■ **Extracted material**:
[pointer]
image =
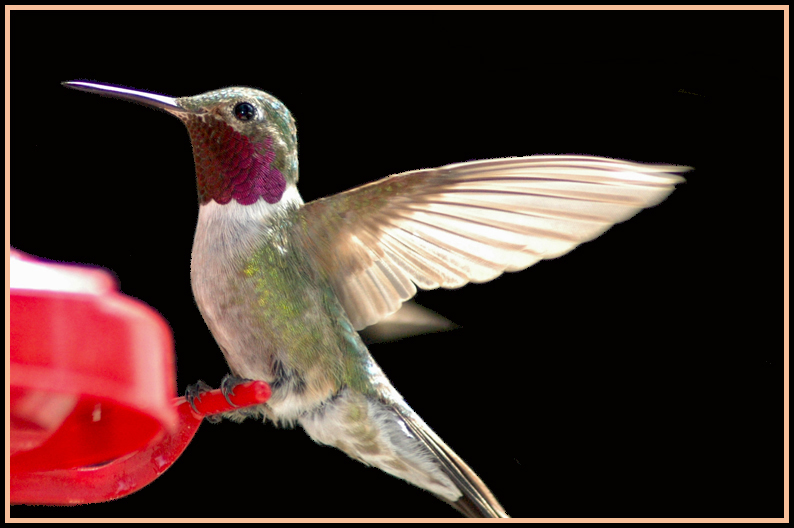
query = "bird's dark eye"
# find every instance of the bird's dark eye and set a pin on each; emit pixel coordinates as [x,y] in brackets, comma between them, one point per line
[244,111]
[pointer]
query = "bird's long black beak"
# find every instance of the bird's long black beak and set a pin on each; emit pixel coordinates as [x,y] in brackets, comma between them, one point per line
[163,102]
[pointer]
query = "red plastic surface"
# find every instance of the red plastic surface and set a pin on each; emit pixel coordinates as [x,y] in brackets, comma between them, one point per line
[93,415]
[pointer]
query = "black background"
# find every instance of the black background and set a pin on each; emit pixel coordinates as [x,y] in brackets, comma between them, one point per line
[635,376]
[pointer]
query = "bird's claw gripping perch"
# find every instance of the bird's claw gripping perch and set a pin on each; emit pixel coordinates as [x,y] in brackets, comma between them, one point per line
[228,383]
[234,393]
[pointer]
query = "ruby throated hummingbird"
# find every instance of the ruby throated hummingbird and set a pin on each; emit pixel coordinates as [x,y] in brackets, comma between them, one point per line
[285,286]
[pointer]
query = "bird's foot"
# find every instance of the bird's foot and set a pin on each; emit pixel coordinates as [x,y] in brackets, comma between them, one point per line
[228,383]
[193,393]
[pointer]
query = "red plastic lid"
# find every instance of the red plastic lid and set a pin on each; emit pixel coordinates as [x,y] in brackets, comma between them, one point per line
[93,409]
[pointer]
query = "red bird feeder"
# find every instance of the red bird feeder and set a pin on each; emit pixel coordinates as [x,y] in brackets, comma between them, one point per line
[93,412]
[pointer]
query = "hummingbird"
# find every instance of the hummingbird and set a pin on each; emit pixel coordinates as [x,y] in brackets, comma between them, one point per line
[284,286]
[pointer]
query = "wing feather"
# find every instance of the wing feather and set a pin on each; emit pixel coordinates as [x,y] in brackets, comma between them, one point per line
[470,222]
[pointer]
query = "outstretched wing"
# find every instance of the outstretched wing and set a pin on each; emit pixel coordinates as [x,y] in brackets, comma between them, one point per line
[470,222]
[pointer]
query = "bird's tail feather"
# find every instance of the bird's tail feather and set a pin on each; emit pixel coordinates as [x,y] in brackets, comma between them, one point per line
[477,499]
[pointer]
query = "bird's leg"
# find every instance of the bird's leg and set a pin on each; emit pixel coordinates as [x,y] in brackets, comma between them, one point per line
[228,383]
[193,392]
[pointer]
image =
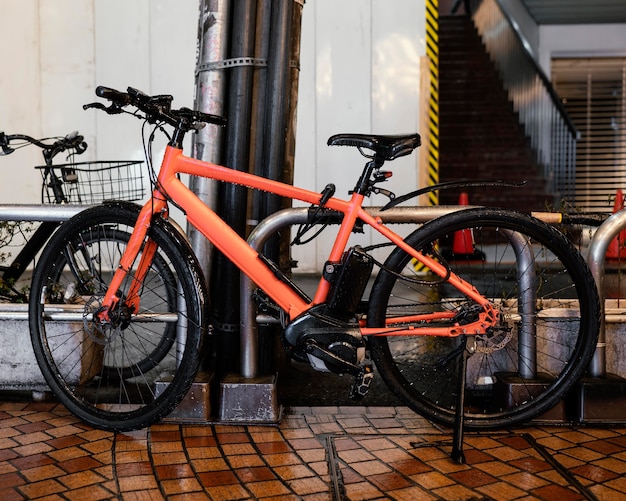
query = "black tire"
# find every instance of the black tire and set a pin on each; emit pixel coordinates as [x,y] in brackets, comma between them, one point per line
[503,387]
[78,360]
[109,244]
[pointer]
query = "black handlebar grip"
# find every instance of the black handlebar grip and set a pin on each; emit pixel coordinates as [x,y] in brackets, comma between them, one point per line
[120,98]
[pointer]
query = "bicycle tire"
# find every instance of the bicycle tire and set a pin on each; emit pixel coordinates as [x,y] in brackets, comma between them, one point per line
[503,385]
[161,282]
[73,355]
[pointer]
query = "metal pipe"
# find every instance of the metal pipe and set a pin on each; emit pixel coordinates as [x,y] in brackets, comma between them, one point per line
[598,247]
[527,303]
[27,212]
[213,31]
[232,206]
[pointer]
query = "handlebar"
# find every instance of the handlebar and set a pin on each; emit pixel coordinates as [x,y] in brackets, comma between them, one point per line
[73,143]
[155,109]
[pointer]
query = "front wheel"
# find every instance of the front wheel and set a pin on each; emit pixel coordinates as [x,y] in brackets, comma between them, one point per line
[549,318]
[131,373]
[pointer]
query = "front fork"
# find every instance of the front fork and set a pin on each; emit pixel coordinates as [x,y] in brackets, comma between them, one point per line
[137,243]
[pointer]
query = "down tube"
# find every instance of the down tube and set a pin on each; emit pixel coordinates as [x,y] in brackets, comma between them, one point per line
[227,241]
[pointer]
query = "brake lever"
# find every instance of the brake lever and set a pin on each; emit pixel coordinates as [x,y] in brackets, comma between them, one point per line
[4,143]
[113,109]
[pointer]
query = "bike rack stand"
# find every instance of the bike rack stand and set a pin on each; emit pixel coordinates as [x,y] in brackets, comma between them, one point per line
[601,397]
[39,212]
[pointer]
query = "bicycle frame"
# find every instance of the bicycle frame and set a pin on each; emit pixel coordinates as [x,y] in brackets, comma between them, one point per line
[235,248]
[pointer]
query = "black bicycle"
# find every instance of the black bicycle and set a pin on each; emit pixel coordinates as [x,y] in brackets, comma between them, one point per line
[89,183]
[68,183]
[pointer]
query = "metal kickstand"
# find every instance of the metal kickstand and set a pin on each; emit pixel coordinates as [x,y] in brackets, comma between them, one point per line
[457,436]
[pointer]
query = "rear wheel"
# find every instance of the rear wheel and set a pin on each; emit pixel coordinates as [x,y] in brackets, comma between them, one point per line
[549,318]
[129,374]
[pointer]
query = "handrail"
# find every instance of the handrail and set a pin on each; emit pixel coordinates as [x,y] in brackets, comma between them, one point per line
[552,133]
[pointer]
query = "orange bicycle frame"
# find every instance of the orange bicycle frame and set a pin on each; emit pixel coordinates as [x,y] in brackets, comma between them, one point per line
[235,248]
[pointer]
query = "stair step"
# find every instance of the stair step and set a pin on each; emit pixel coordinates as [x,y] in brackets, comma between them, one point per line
[480,136]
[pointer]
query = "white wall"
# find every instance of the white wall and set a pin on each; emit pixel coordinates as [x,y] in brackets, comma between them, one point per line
[360,73]
[56,52]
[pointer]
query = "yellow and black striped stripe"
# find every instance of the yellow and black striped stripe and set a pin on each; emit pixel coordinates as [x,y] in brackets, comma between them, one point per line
[432,51]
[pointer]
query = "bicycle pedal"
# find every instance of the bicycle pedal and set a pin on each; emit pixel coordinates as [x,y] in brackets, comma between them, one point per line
[361,384]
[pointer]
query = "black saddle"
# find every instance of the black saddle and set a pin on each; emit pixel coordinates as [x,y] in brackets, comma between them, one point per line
[384,147]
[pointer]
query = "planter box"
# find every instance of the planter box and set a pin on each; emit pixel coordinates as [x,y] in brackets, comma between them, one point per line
[18,367]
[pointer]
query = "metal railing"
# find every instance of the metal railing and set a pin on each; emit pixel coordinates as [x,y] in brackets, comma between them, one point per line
[552,134]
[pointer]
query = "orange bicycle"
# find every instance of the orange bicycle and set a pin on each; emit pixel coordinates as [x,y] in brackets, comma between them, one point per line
[497,335]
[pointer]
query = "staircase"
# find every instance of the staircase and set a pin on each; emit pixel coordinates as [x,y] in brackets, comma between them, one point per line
[480,137]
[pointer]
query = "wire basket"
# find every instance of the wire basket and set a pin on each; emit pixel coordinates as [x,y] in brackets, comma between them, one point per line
[94,182]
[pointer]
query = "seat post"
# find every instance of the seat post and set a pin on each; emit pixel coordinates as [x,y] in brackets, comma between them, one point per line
[363,184]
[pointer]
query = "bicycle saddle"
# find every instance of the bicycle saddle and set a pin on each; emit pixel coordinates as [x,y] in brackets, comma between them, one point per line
[383,146]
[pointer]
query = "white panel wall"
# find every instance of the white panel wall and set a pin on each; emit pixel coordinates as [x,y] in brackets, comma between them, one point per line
[360,73]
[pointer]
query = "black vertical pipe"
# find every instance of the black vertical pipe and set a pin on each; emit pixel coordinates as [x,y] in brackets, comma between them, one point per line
[263,27]
[277,106]
[233,199]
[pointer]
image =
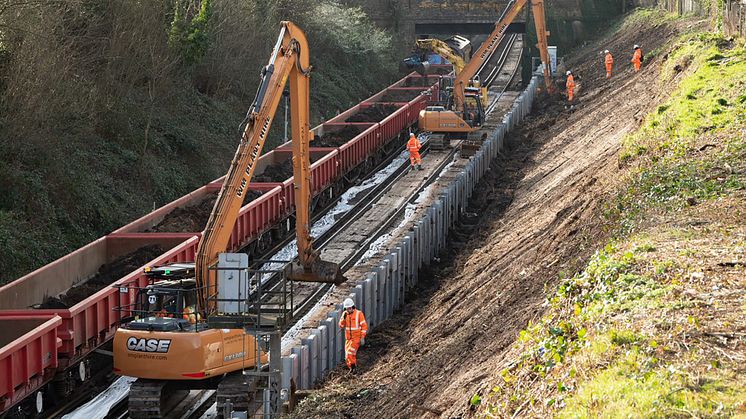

■ **Job**: Locate each line of the material above that contains the string "wheel", and copy those lines out. Case counts.

■ **Result of the task**:
query = "front wheel"
# find every instance of the front wheel and set a pin on each; emit pixel coordinates as [x,y] in brackets, comma between them, one point per line
query = "rear wheel"
# find every instance of the rear wheel and set a pin on each; emit pixel coordinates as [x,y] in brackets, comma between them, one point per line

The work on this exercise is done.